* **Description of the task**
Reproduce all of the data below without alteration; exclude every picture.

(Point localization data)
=== Section Start ===

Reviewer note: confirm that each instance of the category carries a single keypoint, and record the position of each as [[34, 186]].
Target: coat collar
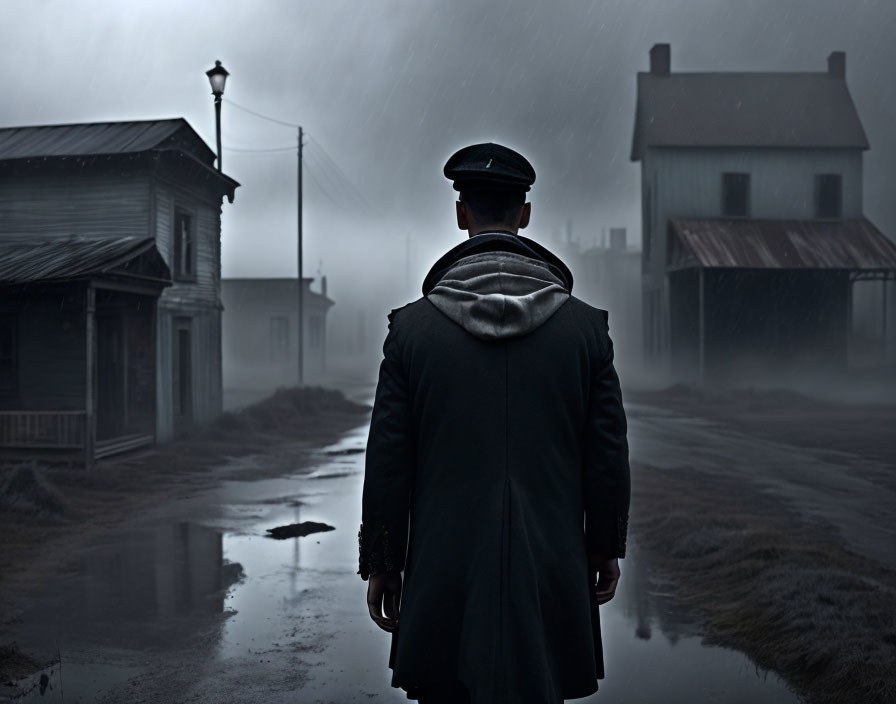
[[497, 242]]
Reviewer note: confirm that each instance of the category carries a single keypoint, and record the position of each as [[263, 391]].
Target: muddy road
[[190, 601]]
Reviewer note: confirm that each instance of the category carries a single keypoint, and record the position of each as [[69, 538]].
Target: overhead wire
[[261, 115], [329, 170]]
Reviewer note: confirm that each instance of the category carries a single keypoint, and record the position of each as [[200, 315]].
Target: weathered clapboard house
[[752, 227], [261, 332], [110, 284]]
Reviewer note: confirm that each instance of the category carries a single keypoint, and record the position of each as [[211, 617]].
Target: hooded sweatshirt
[[498, 285]]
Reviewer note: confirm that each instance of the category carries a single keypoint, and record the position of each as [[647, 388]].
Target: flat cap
[[490, 166]]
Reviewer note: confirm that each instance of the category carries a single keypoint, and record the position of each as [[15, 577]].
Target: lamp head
[[217, 77]]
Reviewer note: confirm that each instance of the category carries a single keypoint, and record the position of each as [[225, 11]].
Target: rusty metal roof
[[855, 245], [97, 138], [54, 259], [745, 110]]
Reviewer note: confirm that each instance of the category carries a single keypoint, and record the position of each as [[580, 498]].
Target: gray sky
[[390, 89]]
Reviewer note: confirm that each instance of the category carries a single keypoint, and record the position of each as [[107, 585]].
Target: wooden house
[[608, 276], [72, 193], [752, 227], [261, 332]]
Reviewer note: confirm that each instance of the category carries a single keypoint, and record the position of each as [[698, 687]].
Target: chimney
[[660, 60], [837, 64], [617, 239]]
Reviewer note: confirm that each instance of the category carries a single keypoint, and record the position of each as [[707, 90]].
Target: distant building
[[112, 232], [261, 332], [609, 277], [753, 232]]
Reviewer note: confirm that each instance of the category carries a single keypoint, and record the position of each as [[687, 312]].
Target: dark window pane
[[183, 245], [279, 343], [8, 347], [828, 196], [736, 195]]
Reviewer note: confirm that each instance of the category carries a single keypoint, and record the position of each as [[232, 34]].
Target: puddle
[[298, 619]]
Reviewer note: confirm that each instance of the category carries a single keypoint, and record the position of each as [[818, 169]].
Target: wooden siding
[[206, 288], [98, 204], [688, 183], [100, 200], [42, 429], [51, 352], [205, 339], [249, 358], [199, 300]]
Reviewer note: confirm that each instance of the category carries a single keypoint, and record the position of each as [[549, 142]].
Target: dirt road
[[186, 600]]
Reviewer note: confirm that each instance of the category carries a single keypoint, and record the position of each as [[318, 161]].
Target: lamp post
[[217, 77]]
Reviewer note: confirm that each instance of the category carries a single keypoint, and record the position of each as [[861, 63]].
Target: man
[[497, 474]]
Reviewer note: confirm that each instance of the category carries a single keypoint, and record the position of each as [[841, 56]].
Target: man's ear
[[463, 221], [525, 215]]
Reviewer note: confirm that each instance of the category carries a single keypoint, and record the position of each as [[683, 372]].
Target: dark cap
[[489, 166]]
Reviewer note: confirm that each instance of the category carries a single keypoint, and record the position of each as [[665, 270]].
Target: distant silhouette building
[[110, 310], [753, 232], [608, 276], [261, 332]]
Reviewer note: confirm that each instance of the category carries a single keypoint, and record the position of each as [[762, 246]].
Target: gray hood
[[498, 294]]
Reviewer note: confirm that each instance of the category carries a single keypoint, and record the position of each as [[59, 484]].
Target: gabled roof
[[102, 138], [24, 261], [854, 245], [745, 110]]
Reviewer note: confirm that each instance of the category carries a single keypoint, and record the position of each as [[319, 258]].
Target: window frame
[[819, 178], [729, 176], [176, 264], [278, 353], [11, 388]]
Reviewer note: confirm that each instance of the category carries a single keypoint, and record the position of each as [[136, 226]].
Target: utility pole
[[301, 327]]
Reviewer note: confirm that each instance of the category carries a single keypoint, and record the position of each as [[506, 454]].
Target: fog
[[386, 91]]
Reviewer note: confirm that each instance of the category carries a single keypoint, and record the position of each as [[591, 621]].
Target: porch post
[[849, 282], [701, 351], [884, 320], [90, 378]]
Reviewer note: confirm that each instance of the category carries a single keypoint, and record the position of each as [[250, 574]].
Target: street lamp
[[217, 77]]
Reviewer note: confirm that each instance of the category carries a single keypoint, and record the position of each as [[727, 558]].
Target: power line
[[263, 150], [260, 115]]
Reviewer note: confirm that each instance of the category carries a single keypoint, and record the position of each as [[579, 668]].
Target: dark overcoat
[[492, 468]]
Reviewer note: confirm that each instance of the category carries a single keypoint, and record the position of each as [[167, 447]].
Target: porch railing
[[42, 429]]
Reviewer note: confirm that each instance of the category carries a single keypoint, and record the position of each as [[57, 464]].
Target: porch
[[78, 352]]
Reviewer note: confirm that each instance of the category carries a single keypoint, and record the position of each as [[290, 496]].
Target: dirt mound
[[16, 665], [290, 411], [25, 488]]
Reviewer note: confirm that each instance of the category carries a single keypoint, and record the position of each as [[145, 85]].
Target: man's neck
[[503, 229]]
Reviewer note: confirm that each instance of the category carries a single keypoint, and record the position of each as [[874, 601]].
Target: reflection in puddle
[[145, 589], [301, 609]]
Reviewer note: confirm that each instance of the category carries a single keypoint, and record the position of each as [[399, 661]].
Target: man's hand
[[384, 599], [604, 576]]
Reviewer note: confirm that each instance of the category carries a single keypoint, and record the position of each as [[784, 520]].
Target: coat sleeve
[[389, 469], [606, 477]]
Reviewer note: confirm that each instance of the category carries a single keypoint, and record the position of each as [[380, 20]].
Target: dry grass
[[783, 592]]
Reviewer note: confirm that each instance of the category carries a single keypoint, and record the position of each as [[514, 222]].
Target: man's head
[[493, 181]]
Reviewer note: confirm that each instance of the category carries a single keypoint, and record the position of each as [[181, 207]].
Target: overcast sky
[[388, 90]]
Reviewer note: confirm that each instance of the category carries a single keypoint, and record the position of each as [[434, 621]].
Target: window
[[316, 332], [279, 337], [828, 196], [736, 195], [648, 219], [184, 247], [8, 353]]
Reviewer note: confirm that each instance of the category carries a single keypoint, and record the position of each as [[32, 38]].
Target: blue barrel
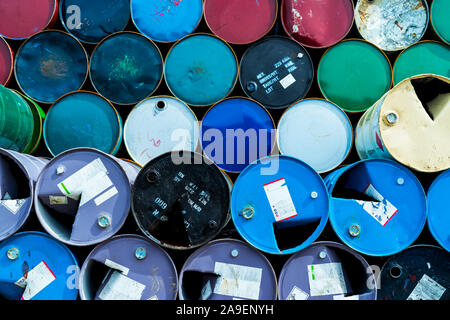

=== Section End ===

* **Solution to the exercise**
Reviewer note: confirm that each instance of the category carries a single keypoint, and record the position of each as [[34, 186]].
Target: coat collar
[[497, 242]]
Reviewer note: confirm that each instance of the category carries a single keypoint, and record the position of each as [[263, 391]].
Target: muddy road
[[190, 601]]
Reviewer note: confirm that each instance of the category carries a single keypoint, and record the position of each as [[69, 538]].
Target: overhead wire
[[261, 115], [329, 170]]
Reviewer note: confirm that each instance of the category carries a single keypoint, and record the position of each as [[200, 315]].
Target: weathered clapboard house
[[752, 227], [261, 332], [110, 284]]
Reviewer note: confirm that each instance of the category carries a single keypoint, and record the position of each as [[211, 617]].
Target: hooded sweatshirt
[[498, 285]]
Reviewer note: confirm that each instance of the category carries a single keypoint, and record the position of each as [[647, 388]].
Target: flat cap
[[490, 166]]
Reviewer note: confirm that each instance of the category carries a single keypoint, and record the position of each as [[15, 577]].
Target: lamp head
[[217, 77]]
Reviewer note: confirm that each instance of the category carries a single keypoint, and record the position of each as [[225, 11]].
Target: rusty metal roof
[[855, 245], [97, 138], [54, 259], [745, 110]]
Reviewer note: confirm that each instance of the category carries a single keypoint, and record the position of each as [[580, 498]].
Target: gray sky
[[390, 89]]
Reviewer note: confirm that each instance of the category carries a single keypoint, and record the position of each as [[107, 585]].
Target: wooden house
[[608, 276], [72, 193], [752, 227], [261, 332]]
Reviewer note: confirm that each instance of the category carries a single keypoint, and record the position of each as [[698, 687]].
Target: chimney
[[660, 60], [837, 64], [617, 239]]
Reviewer note: confirm that each instance of the category carries a single keypoint, and record the position of each as [[707, 90]].
Target: distant building
[[112, 232], [261, 332], [609, 277], [753, 232]]
Reviewer note: confirm that each instance of the category carries a single keypoint, and record the position of each as [[687, 312]].
Target: dark window pane
[[183, 245], [279, 343], [8, 347], [828, 196], [736, 195]]
Reviewer note: confirm that each instance of the category carries a single keypoint, and record the position of each as [[232, 34]].
Target: puddle
[[298, 619]]
Reviewer note: confirm that each instance of the category carries a single keypoint, and record the position of each as [[818, 169]].
Target: wooden siding
[[206, 288], [98, 204], [688, 183], [100, 200], [42, 429], [51, 352], [205, 339], [249, 358], [199, 300]]
Reviewer note: confirm that each instance of the category carries a single keypoint, and record the position of each as [[549, 142]].
Target: dirt road
[[186, 600]]
Reviewer note: confirm that each instance of the category carries a single keypoint, and record the position of each as [[318, 161]].
Target: lamp post
[[217, 77]]
Reviewer note: confirm that each instance of the category carries a single keypoint, and record the position of each as [[861, 63]].
Target: man
[[497, 474]]
Reviewer note: confirm that each instance of the category carries a single keypoint, and record the position of each as [[841, 56]].
Target: man's ear
[[463, 221], [525, 215]]
Reviewer note: confirm that each instance of the category carries a single keypoint, and record the position of each as [[683, 372]].
Target: dark cap
[[489, 166]]
Reviewer note: confirm that each instance of the category carries a single keypoint, and record the position of each as [[665, 270]].
Target: distant silhouette building
[[110, 310], [753, 232], [608, 276], [261, 332]]
Reviewer note: confirm that each instance of the category carries a single keypoint, and record the position of each as [[762, 246]].
Target: gray hood
[[498, 294]]
Reviewer note: confirm that each instance of the category carries a single keypoint, and record the position of each as [[59, 484]].
Target: gabled roof
[[102, 138], [24, 261], [854, 245], [745, 110]]
Reviewer note: confirm that each instance of the category carries a single keypoint, and record the position of each as [[319, 258]].
Target: window frame
[[819, 178], [729, 176], [176, 264], [278, 353], [11, 388]]
Reviewer note: confirm that each instance of the category carries a single keypoint, and record the position of each as [[136, 226]].
Target: utility pole
[[301, 327]]
Reviewer note: confirm that each instance of the category carries a single keypoint, and record the position of each as [[506, 454]].
Target: fog
[[386, 91]]
Reviewer note: confirm that each instance of the category carries a single keypoint, and record the position of each as [[591, 621]].
Target: porch post
[[849, 282], [701, 351], [884, 320], [90, 378]]
Reviewer note: confirm that each instance of the category carries a single keypoint, and record the position of each as [[250, 574]].
Target: street lamp
[[217, 77]]
Reviewer note: confirm that each instance of the category carries a single keypoint, and record the position of each as [[727, 558]].
Target: power line
[[263, 150], [260, 115]]
Reviewer note: confirm that each instance of the category carries a single keypoint, and record the position of each as [[579, 668]].
Target: dark overcoat
[[492, 468]]
Reviewer note: confirm that each instance of the category carries a single keypoint, and record the position of each as [[167, 447]].
Target: porch railing
[[42, 429]]
Reviewer note: confirm that each instance of the category carries a single keypoint, and record the position of each as [[57, 464]].
Target: porch
[[78, 352]]
Reviewer note: confirm that each instance of the category carries a single keypoint, and record the position of each as [[290, 496]].
Target: dirt mound
[[16, 665], [290, 411], [25, 488]]
Reviewer note: confirm that each instance of the category carries a single keypoint, and record the position of each as [[145, 85]].
Target: man's neck
[[503, 229]]
Reviewer note: confirm that each instance of the category carries a single keypoint, and record the position of each as [[874, 601]].
Target: reflection in puddle
[[145, 589], [301, 609]]
Reviewer note: confirm that each instance of the category carries a single keypoint, and record the position of each as [[399, 661]].
Target: man's hand
[[384, 599], [604, 576]]
Reviewer note: confirm that each instance of the category carries a single keypoint, and record the position of each as [[784, 520]].
Target: coat sleeve
[[389, 469], [606, 477]]
Reviewer note: confirm that each instance of the category carries a single keypoint, and record the position of each as [[380, 20]].
Target: dry grass
[[783, 592]]
Reviewer note: confirm that each instance of the category carries a single keypoint, and record the position of each as [[514, 222]].
Target: man's head
[[493, 181]]
Reviewer note: confirm that each instance of the category carries a single keypoint, and record the position of each as [[181, 207]].
Target: overcast sky
[[388, 90]]
Reviewer note: confirm that each instance of the category carries a single keypoint, and record the position of each as [[434, 621]].
Target: window
[[316, 332], [279, 337], [828, 196], [736, 195], [648, 219], [184, 247], [8, 353]]
Reviewer note: confirm that each instance of the category carries a single keypoint, and record the position of each as [[32, 38]].
Target: blue barrel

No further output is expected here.